Tales of the Cool and The Wicked

Explore the limits of Science Fiction Noir and Femmes Fatales with publisher, Robert Stewart. Featuring the high octane graphic novel...AFTERBURNER

Flying Colors Mini-Indie Con 2017

Yes, I draw comics. I've always drawn comics, everybody knows that. The fascination with art and the sequential narrative has been a life long driving force to all things forged in four color. If there is a local nexus to those tales of the impossible, then it has to be Flying Colors Comics. Over the years collectors, myself included, have visited Flying Colors in search of vintage comics and also to be introduced to the latest new hotness of pop culture.  Join me this Saturday for the Flying Colors Mini-Indie Con, a showcase of some of the Bay Area's creative talent. Admission is free.  Here's some more info on the event.

Flying Colors Comics & Other Cool Stuff presents the third annual "FlyCo Mini Indie-Con" a showcase of local independent comic book artists and writers on Saturday August 26 from 11AM-4PM at 2980 Treat Boulevard in Concord.

Featured guests are:
• Daniel Brereton, award-winning artist/writer of Nocturnals: Sinister Path and Giantkiller (set on Mount Diablo!)
• Ben Ferrari, artist, writer and publisher of Clayton's Pilot Studios
• Robert Stewart of Concord (Afterburner Comics)
• Matt Harding, Contra Costa resident and creator of Pop Apocalypse and publisher of Not Forgotten: The Best Anthology of Public Domain Super-Heroes
• Sarah Leuver, Bay Area based cartoonist/creator of A.K.A.
All attending artists will have their work available for purchase at the event.


Wonder Woman

Popcorn...check. Milk Duds...check. Plucky female companion...check.

Written request A
Count the lines in the listing below that contain the word "packaging", and reply with only that number.

Exercise data
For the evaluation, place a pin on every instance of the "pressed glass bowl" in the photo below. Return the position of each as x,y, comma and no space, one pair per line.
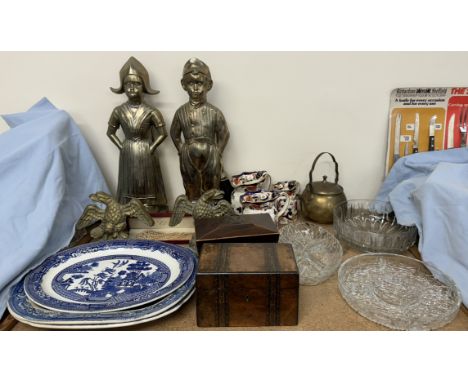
398,291
371,226
318,253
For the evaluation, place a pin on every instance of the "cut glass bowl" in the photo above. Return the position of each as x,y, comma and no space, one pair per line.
398,291
371,226
318,253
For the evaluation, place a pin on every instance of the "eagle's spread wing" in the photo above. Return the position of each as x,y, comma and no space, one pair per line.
135,208
182,206
90,215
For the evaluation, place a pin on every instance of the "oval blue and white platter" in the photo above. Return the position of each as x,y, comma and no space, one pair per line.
23,310
109,276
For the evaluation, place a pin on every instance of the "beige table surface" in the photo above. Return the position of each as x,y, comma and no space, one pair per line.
321,307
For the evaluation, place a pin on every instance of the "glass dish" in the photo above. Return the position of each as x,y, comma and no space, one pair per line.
398,291
371,226
318,253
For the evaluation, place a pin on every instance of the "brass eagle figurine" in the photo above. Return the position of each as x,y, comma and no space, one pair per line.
113,217
210,205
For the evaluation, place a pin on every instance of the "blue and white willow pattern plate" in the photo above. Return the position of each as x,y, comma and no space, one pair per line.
109,276
22,309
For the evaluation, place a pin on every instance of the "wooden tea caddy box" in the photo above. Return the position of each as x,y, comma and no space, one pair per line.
247,284
256,228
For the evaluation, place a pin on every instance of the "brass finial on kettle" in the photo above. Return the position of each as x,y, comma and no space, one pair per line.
320,198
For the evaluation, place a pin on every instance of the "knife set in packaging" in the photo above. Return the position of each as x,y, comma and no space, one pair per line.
426,119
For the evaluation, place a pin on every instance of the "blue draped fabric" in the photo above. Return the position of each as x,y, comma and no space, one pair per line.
47,172
430,190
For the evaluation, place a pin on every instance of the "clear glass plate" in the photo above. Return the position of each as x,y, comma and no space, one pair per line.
371,226
318,253
398,291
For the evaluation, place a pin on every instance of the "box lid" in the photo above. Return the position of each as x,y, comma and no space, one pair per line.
235,227
255,258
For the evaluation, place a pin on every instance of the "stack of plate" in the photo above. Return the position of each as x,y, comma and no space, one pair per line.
105,285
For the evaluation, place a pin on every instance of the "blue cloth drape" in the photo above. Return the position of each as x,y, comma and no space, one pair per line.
430,190
47,172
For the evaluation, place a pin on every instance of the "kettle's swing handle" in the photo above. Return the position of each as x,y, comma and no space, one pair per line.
315,162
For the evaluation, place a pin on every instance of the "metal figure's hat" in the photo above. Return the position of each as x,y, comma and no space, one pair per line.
196,66
134,67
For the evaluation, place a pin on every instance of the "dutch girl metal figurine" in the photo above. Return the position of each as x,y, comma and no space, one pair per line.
144,130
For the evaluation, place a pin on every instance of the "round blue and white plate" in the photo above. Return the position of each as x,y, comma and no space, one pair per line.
23,310
109,276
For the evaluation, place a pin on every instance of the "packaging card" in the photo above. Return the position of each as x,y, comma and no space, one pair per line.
426,119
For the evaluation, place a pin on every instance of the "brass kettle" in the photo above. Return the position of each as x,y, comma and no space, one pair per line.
320,198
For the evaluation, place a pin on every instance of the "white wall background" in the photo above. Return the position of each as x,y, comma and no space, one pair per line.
282,108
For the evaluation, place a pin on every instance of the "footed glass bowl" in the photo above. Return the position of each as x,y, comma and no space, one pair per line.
371,226
318,253
398,291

Written request B
Reproduce the entire comics blog post above word for word.

Solution A
2

Solution B
Tales of the Cool and The Wicked

Explore the limits of Science Fiction Noir and Femmes Fatales with publisher, Robert Stewart. Featuring the high octane graphic novel...AFTERBURNER

Flying Colors Mini-Indie Con 2017

Yes, I draw comics. I've always drawn comics, everybody knows that. The fascination with art and the sequential narrative has been a life long driving force to all things forged in four color. If there is a local nexus to those tales of the impossible, then it has to be Flying Colors Comics. Over the years collectors, myself included, have visited Flying Colors in search of vintage comics and also to be introduced to the latest new hotness of pop culture.  Join me this Saturday for the Flying Colors Mini-Indie Con, a showcase of some of the Bay Area's creative talent. Admission is free.  Here's some more info on the event.

Flying Colors Comics & Other Cool Stuff presents the third annual "FlyCo Mini Indie-Con" a showcase of local independent comic book artists and writers on Saturday August 26 from 11AM-4PM at 2980 Treat Boulevard in Concord.

Featured guests are:
• Daniel Brereton, award-winning artist/writer of Nocturnals: Sinister Path and Giantkiller (set on Mount Diablo!)
• Ben Ferrari, artist, writer and publisher of Clayton's Pilot Studios
• Robert Stewart of Concord (Afterburner Comics)
• Matt Harding, Contra Costa resident and creator of Pop Apocalypse and publisher of Not Forgotten: The Best Anthology of Public Domain Super-Heroes
• Sarah Leuver, Bay Area based cartoonist/creator of A.K.A.
All attending artists will have their work available for purchase at the event.


Wonder Woman

Popcorn...check. Milk Duds...check. Plucky female companion...check.